Task objective:
Please repeat only these lines, exactly: the one containing "Please indicate the monkey in" and all that come after it in the material.

Supplied records:
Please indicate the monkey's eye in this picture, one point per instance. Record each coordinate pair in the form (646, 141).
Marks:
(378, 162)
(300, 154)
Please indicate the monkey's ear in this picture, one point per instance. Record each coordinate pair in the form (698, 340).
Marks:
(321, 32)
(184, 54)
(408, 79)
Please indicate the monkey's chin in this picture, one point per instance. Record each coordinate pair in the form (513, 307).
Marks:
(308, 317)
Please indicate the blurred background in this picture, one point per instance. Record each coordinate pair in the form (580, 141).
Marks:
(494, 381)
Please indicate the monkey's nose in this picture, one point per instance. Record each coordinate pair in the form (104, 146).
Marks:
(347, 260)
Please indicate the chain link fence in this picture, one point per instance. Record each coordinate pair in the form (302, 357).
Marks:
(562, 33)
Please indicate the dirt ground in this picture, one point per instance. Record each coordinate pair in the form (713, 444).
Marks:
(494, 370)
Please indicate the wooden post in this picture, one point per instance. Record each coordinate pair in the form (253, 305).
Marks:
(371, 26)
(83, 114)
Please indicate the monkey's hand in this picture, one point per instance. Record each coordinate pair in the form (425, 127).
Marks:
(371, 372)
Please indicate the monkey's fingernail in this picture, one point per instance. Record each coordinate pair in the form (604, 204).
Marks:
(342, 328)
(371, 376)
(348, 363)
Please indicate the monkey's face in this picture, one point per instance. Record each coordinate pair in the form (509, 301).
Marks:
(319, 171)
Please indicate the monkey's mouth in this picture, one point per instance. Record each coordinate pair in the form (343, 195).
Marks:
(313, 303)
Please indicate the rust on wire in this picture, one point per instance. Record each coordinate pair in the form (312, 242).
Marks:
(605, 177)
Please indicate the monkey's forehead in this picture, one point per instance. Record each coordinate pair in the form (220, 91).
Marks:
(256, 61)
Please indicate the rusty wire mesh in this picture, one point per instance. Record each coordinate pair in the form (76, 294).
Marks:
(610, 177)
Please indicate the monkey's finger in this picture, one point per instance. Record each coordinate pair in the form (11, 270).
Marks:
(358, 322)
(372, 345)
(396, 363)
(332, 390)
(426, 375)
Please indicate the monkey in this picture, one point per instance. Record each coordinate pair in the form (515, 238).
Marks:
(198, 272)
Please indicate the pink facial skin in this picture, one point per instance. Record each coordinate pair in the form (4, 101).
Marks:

Task answer:
Please indicate the monkey in this picture, one point per instance. Record each coordinate pair in the form (515, 238).
Marks:
(198, 272)
Please indicate the pink facial skin in this picture, one point per instance. Record each coordinate pair in the form (4, 101).
Marks:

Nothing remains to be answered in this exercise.